[Actions to take]
1) In the text on two Dark Knight characters, copy the part starting with "Distractions can destroy." and going on through "governed by rules.", with "balance" renamed "equilibrium".
2) Summarize the text on two Dark Knight characters in two sentences.

[Text passage]
*****

Here are some brief insights into certain psychological elements of two
Dark Knight characters:
Harvey Dent
Love; intellect; financial stability - for most, these are compound sums that cooperate to form the composite entity know as "happiness". Happiness seems best described to me as freedom - freedom from want. Freedom as balance.
Want as an extension of insecurity - I have no food. I need food. I must earn money/steal/etc to get food. Yet, even as we work to satisfy our desire for a lifestyle absent from want ("happiness", if you agree) many become so incensed with the ideology of acquisition, we lose sight of our original goal to achieve balance.
Rewards - an expression of success - often evolve into an element of greater value than our fundamental goal. Happiness as not only an abundance of food, but a wealth of materials. A storehouse of personal knowledge. A piggybank of distractions.
Harvey Dent is a brilliant representation of our (human) insatiable desire to fill our lives with things we believe will make us happy.
Dent's food is justice. His decorum is the penal system. When a disconnect appears between what he expects (to achieve happiness/balance), he becomes desperate. He makes decisions that betray his need for good. He chooses the path of quickest resolution - he drops his principles and becomes an agent of insatiable desire - after Rachel's death, revenge consumes him. Makes him forget who he is.
What was once aligned to inspire justice and community now functions to service his desire to reintroduce balance (happiness - Rachel) into his life.
Distractions can destroy.
So can the pursuit of happiness.
Jack A. Napier
Meaning is an iceberg. What motivates us to find purpose is always built on layers of emotion and/or instinctual obligation (towards upholding community and ourselves).
The Joker is similar to Johnny Ringo. A blackhole in place of a heart. Hopelessness is sometimes the result of genetic chance; other times it is inspired.
Like the Joker, we seek balance. We work to establish identity within this balance inside our immediate environment (where we work; who we talk to; how we behave...).
The Joker represents Void - darkness without meaning or form. Chaos as a way to sensibly live - a world "without rules", as he states.
Yet, his rules remain firm. A world without rules is a world
governed by rules.
When we lose sight of ourselves, we find but chaos and uncertainty. Light leaves us and darkness infiltrates. What we once loved can become poisonous to us.
The Joker is unchecked desire. Imbalance. Chaos. He is less a villain than a horrifying
demiurge. His desires are absolutely uncompromising.
An analogue to The Joker is Judge Holden. A (real) serial killer, popularly chronicled in Cormac McCarthy's
Blood Meridian.
Intelligence is not enough to survive.
No man is an island.
No angel/demon an orphan.
We must choose. Choice is our only hope. It is choice that destroys.

*****

[Study material]
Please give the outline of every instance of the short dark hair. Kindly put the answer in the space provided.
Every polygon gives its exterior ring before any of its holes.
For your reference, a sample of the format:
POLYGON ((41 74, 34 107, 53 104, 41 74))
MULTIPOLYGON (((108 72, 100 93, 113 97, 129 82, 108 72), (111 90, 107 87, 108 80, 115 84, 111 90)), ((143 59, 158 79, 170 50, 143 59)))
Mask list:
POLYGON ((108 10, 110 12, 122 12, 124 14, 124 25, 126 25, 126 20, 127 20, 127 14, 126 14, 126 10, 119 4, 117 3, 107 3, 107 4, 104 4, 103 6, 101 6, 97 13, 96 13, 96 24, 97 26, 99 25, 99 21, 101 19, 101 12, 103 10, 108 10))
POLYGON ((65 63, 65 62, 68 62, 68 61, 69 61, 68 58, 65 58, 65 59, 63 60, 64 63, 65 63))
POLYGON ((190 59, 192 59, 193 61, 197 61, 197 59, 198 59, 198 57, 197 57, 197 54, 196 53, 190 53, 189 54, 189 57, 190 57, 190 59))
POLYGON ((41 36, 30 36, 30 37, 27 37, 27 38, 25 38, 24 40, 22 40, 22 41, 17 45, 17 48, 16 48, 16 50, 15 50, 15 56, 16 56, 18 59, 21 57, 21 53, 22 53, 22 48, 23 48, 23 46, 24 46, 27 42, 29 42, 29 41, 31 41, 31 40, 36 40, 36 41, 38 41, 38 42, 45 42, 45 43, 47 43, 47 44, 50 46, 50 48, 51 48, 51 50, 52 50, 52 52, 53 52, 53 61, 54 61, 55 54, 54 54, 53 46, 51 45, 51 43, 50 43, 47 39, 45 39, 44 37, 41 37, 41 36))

*****

[Task answers]
1)
Distractions can destroy.
So can the pursuit of happiness.
Jack A. Napier
Meaning is an iceberg. What motivates us to find purpose is always built on layers of emotion and/or instinctual obligation (towards upholding community and ourselves).
The Joker is similar to Johnny Ringo. A blackhole in place of a heart. Hopelessness is sometimes the result of genetic chance; other times it is inspired.
Like the Joker, we seek equilibrium. We work to establish identity within this equilibrium inside our immediate environment (where we work; who we talk to; how we behave...).
The Joker represents Void - darkness without meaning or form. Chaos as a way to sensibly live - a world "without rules", as he states.
Yet, his rules remain firm. A world without rules is a world
governed by rules.

2) Harvey Dent represents the human desire to fill our lives with things we believe will make us happy, and after Rachel's death revenge consumes him and makes him forget who he is. The Joker represents Void, unchecked desire and chaos, a world "without rules" whose own rules nonetheless remain firm.